>> begin Exercise materials

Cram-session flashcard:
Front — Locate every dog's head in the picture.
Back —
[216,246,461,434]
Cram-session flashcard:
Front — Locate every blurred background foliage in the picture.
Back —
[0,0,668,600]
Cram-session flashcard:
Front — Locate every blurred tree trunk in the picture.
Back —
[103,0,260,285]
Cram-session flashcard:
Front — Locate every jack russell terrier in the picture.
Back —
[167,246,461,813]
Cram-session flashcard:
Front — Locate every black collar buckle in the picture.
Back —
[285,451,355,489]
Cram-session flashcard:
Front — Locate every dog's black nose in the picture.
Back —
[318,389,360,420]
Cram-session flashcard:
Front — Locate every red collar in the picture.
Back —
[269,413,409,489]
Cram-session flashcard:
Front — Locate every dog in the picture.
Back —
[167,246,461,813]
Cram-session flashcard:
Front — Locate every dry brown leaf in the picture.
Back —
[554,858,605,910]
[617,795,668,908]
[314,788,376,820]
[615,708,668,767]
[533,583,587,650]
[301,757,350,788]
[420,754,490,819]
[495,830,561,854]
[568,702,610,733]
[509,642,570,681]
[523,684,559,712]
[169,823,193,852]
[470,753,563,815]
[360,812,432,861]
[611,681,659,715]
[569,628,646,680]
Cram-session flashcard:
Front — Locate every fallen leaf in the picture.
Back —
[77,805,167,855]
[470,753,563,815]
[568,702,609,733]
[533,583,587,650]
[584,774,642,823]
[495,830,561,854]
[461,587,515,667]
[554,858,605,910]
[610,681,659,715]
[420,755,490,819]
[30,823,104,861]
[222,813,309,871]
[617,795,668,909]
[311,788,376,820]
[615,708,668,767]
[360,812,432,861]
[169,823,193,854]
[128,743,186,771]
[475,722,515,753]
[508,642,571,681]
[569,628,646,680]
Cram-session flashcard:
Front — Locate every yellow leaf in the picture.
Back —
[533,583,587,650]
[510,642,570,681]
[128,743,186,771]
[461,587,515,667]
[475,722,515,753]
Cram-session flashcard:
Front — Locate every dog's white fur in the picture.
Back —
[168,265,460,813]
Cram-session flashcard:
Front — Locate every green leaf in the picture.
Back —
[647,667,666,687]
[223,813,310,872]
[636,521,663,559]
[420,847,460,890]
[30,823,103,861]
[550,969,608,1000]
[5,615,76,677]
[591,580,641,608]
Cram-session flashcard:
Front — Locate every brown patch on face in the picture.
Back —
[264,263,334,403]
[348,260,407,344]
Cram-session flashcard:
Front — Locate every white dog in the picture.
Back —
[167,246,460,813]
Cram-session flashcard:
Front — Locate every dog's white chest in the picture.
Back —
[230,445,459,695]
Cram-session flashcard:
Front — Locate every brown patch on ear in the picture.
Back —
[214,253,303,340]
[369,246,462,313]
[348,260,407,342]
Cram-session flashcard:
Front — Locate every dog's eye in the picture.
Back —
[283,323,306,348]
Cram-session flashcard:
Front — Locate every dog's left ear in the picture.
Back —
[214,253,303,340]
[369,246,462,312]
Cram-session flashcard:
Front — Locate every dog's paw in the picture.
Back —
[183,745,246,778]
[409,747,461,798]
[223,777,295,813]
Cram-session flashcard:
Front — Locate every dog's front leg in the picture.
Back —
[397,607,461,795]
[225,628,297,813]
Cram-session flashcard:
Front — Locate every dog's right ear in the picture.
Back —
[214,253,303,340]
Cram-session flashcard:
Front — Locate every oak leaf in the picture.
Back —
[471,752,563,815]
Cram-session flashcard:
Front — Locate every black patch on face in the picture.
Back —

>> end Exercise materials

• [Written request]: Can you rewrite all of the rows above, swapping "Cram-session flashcard" for "Study card" everywhere it occurs and leaving everything else the same?

• [Correct answer]:
Study card:
Front — Locate every dog's head in the picture.
Back —
[216,246,461,434]
Study card:
Front — Locate every blurred background foliage in the picture.
Back —
[0,0,668,600]
Study card:
Front — Locate every blurred tree trunk in the picture.
Back —
[103,0,260,285]
Study card:
Front — Locate every jack russell terrier in the picture.
Back —
[167,246,461,813]
Study card:
Front — Locate every black collar buckle in the picture.
Back —
[285,451,355,489]
Study card:
Front — Locate every dog's black nose in the picture.
Back —
[318,389,360,420]
Study card:
Front — Locate every red collar in the picture.
Back —
[269,413,409,489]
Study card:
Front — Locate every dog in the picture.
Back —
[167,246,461,813]
Study card:
Front — Locate every dry brown leaf in the picture.
Back —
[554,858,605,910]
[617,795,668,908]
[314,788,376,820]
[615,708,668,767]
[533,583,587,650]
[301,757,350,788]
[420,754,490,819]
[495,830,561,854]
[568,702,610,733]
[509,642,570,681]
[523,684,559,712]
[169,823,193,852]
[470,753,563,815]
[360,812,432,861]
[611,681,659,715]
[569,628,646,680]
Study card:
Front — Locate every fallen leaf in the picture.
Back —
[77,805,167,855]
[470,753,563,815]
[568,702,609,733]
[533,583,587,650]
[584,774,642,823]
[495,830,561,854]
[461,587,515,667]
[554,858,605,910]
[610,681,659,715]
[420,755,490,819]
[30,823,104,861]
[222,813,309,871]
[617,795,668,909]
[311,788,376,820]
[615,708,668,767]
[360,812,432,861]
[169,823,193,854]
[128,743,186,771]
[475,722,515,753]
[508,642,571,681]
[569,628,646,680]
Study card:
Front — Locate every yellow leaf in the picture.
Back —
[533,583,587,650]
[510,642,570,681]
[128,743,186,771]
[461,587,515,667]
[475,722,515,753]
Study card:
Front — Locate every dog's white fur in the picture.
Back —
[168,265,460,813]
Study card:
Front — Locate every green leaf in the picture.
Back —
[647,667,666,687]
[223,813,310,872]
[636,521,663,559]
[420,847,460,890]
[30,823,103,861]
[550,969,608,1000]
[5,615,76,677]
[591,580,641,608]
Study card:
Front — Locate every brown patch on face in the picture.
Back —
[264,263,334,403]
[348,260,407,344]
Study card:
Front — Locate every white dog in the picture.
Back —
[167,246,460,813]
Study card:
Front — Locate every dog's white chest in the picture.
Back —
[230,445,459,695]
Study card:
Front — Locate every brown patch on ear in the picture.
Back —
[214,253,303,340]
[369,246,462,313]
[348,260,407,342]
Study card:
Front — Locate every dog's eye in the picture.
Back —
[283,323,306,348]
Study card:
Front — Locate every dog's left ear in the picture.
Back —
[214,253,303,340]
[369,246,462,312]
Study card:
Front — Locate every dog's paw in the picture.
Back —
[183,745,246,778]
[409,747,461,798]
[223,777,295,813]
Study card:
Front — Locate every dog's front leg in the picture.
Back —
[397,607,461,795]
[225,628,297,813]
Study card:
Front — Locate every dog's right ear in the picture.
Back —
[214,253,303,340]
Study card:
Front — Locate every oak leaf in the picture.
Back —
[471,752,563,815]
Study card:
Front — Locate every black patch on face in the picture.
Back —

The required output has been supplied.